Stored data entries
════
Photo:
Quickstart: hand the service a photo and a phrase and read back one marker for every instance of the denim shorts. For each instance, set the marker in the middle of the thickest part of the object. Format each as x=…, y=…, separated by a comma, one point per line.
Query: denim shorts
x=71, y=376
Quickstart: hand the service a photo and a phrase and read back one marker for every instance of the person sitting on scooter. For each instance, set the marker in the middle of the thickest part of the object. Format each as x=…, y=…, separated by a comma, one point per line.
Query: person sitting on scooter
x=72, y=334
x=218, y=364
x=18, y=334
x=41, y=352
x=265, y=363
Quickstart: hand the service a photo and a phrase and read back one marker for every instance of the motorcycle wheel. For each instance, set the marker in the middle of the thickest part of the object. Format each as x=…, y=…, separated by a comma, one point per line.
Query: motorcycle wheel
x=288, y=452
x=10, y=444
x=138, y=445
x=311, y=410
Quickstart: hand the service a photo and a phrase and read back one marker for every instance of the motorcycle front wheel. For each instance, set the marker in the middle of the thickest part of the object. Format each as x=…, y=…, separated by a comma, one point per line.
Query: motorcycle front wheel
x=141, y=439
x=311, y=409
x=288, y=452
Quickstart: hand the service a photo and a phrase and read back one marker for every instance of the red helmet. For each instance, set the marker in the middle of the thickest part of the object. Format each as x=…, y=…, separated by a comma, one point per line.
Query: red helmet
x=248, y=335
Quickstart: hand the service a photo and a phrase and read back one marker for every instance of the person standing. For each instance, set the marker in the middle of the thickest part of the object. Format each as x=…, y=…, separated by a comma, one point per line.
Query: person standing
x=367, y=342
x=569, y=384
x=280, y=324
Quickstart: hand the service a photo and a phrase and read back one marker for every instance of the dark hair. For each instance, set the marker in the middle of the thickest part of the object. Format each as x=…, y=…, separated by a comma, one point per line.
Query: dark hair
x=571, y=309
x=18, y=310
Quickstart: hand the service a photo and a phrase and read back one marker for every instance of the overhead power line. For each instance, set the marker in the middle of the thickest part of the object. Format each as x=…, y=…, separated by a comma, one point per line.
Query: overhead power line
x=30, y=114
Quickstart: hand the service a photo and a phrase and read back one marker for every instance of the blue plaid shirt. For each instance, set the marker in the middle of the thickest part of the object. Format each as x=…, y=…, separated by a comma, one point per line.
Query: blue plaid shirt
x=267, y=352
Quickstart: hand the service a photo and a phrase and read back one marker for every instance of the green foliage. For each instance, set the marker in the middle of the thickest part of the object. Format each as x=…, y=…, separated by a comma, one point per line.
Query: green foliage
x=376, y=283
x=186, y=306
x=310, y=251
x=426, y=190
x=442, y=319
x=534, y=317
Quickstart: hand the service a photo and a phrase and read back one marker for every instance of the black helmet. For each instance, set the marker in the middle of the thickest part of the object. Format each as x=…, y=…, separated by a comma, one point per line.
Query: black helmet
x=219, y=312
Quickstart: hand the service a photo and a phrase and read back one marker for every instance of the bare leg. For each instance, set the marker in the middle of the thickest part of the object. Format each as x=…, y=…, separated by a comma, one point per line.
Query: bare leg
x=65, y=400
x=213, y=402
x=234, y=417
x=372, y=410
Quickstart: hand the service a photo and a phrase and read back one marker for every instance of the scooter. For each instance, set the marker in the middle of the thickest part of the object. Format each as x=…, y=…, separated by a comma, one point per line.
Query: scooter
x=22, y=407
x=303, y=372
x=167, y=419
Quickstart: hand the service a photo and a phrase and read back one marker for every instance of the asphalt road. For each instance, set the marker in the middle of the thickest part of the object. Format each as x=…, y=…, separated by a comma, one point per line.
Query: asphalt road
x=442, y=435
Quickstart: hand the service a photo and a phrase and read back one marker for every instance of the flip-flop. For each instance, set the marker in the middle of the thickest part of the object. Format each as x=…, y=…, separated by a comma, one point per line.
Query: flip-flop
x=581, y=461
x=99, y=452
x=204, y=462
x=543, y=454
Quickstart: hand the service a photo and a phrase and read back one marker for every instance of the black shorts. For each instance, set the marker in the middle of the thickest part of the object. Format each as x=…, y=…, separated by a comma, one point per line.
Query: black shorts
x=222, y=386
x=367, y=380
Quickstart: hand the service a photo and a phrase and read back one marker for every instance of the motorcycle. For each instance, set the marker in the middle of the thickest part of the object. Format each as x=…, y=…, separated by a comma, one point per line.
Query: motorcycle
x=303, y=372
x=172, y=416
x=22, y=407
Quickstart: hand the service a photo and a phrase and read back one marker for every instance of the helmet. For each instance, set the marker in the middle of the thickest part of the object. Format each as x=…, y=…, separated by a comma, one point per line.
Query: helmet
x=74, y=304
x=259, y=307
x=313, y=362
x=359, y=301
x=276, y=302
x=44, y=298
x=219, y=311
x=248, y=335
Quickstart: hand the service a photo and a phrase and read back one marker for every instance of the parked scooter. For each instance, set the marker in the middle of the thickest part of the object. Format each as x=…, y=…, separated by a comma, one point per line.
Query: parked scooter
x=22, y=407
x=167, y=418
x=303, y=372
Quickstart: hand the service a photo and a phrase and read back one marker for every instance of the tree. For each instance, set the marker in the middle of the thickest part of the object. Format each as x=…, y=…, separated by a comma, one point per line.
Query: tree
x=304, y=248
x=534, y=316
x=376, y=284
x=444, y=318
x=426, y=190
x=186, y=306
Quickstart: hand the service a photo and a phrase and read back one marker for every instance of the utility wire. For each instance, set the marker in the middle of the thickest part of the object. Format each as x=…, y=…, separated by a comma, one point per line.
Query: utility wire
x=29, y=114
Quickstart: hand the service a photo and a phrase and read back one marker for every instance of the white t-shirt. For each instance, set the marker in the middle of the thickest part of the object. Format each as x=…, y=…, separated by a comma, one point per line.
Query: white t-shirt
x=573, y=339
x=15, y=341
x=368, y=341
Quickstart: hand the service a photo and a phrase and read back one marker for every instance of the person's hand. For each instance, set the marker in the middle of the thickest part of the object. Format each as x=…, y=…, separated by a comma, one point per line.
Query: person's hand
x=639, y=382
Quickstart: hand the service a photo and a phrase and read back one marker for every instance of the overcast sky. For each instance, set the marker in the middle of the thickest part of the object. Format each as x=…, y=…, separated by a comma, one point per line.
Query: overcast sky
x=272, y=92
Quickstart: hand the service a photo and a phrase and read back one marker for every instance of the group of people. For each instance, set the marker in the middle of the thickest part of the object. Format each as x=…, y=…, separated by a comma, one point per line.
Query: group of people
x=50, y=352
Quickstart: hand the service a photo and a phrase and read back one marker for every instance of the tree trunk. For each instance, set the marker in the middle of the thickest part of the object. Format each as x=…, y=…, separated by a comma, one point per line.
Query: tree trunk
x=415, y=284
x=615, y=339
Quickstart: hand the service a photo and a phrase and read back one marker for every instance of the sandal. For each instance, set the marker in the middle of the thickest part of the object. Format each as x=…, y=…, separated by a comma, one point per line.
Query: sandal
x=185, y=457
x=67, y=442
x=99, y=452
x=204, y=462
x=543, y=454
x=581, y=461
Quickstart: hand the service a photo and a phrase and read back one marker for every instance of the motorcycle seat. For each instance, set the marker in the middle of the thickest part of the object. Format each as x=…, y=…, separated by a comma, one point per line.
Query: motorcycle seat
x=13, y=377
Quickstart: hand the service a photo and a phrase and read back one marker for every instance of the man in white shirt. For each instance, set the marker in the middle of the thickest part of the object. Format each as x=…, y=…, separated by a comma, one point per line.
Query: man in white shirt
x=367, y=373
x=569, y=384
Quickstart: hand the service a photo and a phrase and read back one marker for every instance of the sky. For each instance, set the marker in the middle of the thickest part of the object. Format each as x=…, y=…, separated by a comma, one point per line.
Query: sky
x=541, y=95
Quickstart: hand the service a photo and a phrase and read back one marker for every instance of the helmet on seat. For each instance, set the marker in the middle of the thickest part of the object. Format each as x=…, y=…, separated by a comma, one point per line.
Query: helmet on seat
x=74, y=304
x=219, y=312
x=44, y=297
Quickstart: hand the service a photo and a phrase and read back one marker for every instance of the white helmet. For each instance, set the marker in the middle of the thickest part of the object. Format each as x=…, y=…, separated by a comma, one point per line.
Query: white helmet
════
Aim of the task
Word for word, return the lines from the one holding "of the sandal." through the end of the entries above.

Answer space
Quickstart: hand the service a photo and a phrase and read back one marker for every instance of the sandal. For each instance, set the marker in the middle of the thickest part of the object. Format each as x=…, y=…, separated by a comma, one point per line.
Query: sandal
x=185, y=457
x=67, y=442
x=99, y=452
x=204, y=462
x=543, y=454
x=581, y=461
Quickstart: hand the service a photo and a phrase and read back one marker for every instance of the motorcycle seat. For each instance, set the marker in the middle of the thickest part of the object. Format each as x=…, y=…, separated by a comma, one point per line.
Query: motorcycle seat
x=13, y=377
Quickstart: hand the service a photo and a phrase and read back one marker for every instance of the man in white shirt. For each instance, set the marker in the middle of the thickest part of the object. Format each as x=…, y=…, separated by a comma, one point per line.
Query: man in white shirt
x=367, y=373
x=569, y=384
Quickstart: hand the service a photo and a phrase and read back one marker for every instance of the sky. For each instance, set the marker in the middle of the thickest part of the object. Format each as x=…, y=…, separated by a comma, one point per line.
Query: sky
x=541, y=95
Quickstart: hand the service a photo and a phrase and read back one marker for every instance of the helmet on seat. For each instance, set the marker in the middle of the thickest part of the object. Format each as x=…, y=…, separated by a comma, one point per line.
Query: helmet on seat
x=74, y=304
x=219, y=312
x=44, y=297
Quickstart: hand the service a photo and a phrase and read back one marker for every instance of the white helmet. For each instance, set the marker in the middle of the thickest part of the object. Format each as x=…, y=…, separated by a comma, one point per line.
Query: white helmet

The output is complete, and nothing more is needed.